I am not a lawyer, and I would certainly defer to the expertise of one if this were a conversation about sentencing or pressing charges against Freddie Gray. But Freddie Gray will never be arrested, sentenced, walk, talk, breathe, or do anything ever again, because Freddie Gray is dead, and the officers who killed him are being prosecuted for homicide.
So this is a different conversation.
This has been a small stretch of time that has seen huge loss of black lives at the hands of law enforcement, and Freddie Gray’s life, having ended following what is labeled a “rough ride” in a Baltimore Police Department transport van, seems to have been snatched by blue-on-black crime as well.
We’re sick and we’re tired, and so we fight. Protests in Baltimore began in the aftermath of Gray’s funeral on Monday, but protests of a different kind have popped up on Facebook feeds and across the Internet: People are protesting the idea that Freddie Gray was an innocent young man whose life ended prematurely and unjustly, and they are protesting this because he had an arrest record.

════════════════════

● **TASKS TO PERFORM**
**a)** Answer these about the passage on Freddie Gray, one line each:
(i) What are the officers who killed him being prosecuted for?
(ii) In what vehicle did the "rough ride" take place?
(iii) After what event did the protests in Baltimore begin?
**b)** Carry on the passage about Freddie Gray from its last sentence.

════════════════════

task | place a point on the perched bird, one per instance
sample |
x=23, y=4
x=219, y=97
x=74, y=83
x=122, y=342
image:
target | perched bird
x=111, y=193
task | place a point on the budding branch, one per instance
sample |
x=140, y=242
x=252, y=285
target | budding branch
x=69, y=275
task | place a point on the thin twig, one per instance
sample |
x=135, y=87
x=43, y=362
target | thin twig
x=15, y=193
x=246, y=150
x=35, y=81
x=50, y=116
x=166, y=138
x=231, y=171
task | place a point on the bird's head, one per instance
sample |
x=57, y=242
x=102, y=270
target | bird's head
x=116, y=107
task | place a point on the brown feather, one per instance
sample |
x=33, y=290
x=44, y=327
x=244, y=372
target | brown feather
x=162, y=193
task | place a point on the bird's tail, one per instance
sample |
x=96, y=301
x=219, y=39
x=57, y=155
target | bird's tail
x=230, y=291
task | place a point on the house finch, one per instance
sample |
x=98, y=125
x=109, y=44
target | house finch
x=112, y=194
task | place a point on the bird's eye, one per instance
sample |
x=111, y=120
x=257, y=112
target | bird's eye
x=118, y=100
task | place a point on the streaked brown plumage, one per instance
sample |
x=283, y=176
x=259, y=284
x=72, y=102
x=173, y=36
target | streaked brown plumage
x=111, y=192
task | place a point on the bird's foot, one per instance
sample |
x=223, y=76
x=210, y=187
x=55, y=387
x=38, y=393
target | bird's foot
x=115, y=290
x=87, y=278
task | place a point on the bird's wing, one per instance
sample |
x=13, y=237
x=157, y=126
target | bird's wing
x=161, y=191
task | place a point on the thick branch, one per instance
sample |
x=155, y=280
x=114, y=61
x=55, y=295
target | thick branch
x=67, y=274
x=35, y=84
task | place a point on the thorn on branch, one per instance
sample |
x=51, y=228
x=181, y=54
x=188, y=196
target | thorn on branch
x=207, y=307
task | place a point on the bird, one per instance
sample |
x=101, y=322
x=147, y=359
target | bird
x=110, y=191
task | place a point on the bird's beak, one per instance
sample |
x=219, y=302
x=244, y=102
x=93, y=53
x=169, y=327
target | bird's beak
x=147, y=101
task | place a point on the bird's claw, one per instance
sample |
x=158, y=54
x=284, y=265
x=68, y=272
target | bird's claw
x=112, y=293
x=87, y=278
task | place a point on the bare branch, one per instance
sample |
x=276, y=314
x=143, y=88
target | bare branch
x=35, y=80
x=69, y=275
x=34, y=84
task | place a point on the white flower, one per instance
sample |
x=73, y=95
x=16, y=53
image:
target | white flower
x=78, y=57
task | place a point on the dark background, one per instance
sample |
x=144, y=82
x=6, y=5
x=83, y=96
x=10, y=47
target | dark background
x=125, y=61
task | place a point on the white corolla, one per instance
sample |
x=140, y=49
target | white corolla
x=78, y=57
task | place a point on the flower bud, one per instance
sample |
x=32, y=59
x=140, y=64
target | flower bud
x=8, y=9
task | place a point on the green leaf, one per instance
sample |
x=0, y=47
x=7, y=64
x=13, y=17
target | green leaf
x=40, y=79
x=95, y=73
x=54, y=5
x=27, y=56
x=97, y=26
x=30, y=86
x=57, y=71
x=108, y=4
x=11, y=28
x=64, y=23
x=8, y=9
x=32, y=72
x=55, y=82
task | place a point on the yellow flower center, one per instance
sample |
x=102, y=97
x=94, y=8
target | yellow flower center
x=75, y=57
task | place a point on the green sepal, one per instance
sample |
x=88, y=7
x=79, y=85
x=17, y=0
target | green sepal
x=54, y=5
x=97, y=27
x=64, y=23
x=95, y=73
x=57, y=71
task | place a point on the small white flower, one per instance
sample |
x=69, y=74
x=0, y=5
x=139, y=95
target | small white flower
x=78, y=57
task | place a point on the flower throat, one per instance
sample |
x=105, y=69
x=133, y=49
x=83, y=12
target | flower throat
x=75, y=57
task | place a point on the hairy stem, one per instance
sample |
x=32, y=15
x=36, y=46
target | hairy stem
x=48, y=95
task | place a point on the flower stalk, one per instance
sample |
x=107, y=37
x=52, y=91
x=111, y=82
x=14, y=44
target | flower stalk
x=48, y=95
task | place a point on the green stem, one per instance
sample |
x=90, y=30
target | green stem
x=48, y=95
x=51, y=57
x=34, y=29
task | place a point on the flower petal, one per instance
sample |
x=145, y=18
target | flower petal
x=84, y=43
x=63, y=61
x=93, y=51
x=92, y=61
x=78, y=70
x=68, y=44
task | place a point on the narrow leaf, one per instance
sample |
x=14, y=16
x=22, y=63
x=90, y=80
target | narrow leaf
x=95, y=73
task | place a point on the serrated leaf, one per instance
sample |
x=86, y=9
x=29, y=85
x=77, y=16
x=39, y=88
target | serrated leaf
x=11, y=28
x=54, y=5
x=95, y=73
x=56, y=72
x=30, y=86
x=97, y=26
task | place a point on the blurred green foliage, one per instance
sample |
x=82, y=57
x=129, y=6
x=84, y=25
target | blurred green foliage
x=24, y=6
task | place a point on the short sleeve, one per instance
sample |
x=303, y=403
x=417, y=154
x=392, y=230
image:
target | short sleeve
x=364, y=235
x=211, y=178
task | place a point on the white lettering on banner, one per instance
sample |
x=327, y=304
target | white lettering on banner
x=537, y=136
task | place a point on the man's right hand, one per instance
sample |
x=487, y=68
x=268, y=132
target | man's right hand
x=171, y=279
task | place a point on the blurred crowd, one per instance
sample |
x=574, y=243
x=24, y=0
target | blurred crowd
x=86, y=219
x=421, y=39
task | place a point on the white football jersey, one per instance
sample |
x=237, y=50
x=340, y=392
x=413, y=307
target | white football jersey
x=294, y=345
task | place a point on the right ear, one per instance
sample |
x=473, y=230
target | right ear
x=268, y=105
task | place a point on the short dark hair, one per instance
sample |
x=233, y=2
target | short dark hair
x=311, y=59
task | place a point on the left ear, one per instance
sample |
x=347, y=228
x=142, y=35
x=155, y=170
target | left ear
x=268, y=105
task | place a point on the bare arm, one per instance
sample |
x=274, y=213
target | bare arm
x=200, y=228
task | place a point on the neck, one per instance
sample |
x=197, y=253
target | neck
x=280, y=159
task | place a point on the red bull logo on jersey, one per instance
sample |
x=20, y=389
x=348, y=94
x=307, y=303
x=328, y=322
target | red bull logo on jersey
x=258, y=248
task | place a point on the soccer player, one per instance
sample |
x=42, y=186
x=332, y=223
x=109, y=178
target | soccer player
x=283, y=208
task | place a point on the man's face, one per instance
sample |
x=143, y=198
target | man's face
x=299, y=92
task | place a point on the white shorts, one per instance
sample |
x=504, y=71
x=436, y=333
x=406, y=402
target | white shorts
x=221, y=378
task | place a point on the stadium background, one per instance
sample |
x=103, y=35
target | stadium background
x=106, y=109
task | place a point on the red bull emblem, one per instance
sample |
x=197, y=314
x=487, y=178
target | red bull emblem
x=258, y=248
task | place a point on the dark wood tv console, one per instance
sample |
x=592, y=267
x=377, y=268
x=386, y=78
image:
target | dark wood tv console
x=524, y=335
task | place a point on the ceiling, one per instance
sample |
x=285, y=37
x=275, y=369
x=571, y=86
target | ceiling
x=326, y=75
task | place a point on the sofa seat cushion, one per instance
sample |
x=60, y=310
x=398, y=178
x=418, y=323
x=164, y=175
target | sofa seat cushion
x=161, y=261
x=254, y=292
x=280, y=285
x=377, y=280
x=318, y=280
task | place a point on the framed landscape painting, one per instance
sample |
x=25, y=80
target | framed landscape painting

════════════════════

● **EXERCISE ANSWERS**
**a)**
(i) Homicide.
(ii) A Baltimore Police Department transport van.
(iii) Gray's funeral on Monday.

**b)**
Listen.
Freddie Gray will never be arrested, sentenced, walk, talk, breathe, or do anything ever again.
The word “innocent” has the strict legal definition it holds in the context of judicial proceedings, but it is also a word that has meaning in common conversation. Freddie Gray may have been arrested in the past, and indeed he was, mostly on drug charges related to marijuana, but in the context of dying at 25 at the hands of police, I am comfortable calling him both innocent and a victim.
I said up front that I’m not a lawyer, but what I am—and what Freddie Gray was before he was killed—is black in America. Comparatively speaking, I enjoyed the relative geographic luxury of growing up in New York versus Freddie Gray’s neighborhood of Sandtown-Winchester, the area of Baltimore where he lived his entire life.
“Blighted.” “Impoverished.” “Troubled.” These are just a few of the words used to describe Baltimore as a whole, and particularly Sandtown-Winchester. While I don’t want to trample the humanity of those who live there or perpetuate the reduction of their home to those shitty adjectives, it is true that Sandtown-Winchester is home to more people held in state prisons than any other census tract in Maryland, and when it comes to the state of Maryland’s prison population, one-third of inmates are from Baltimore.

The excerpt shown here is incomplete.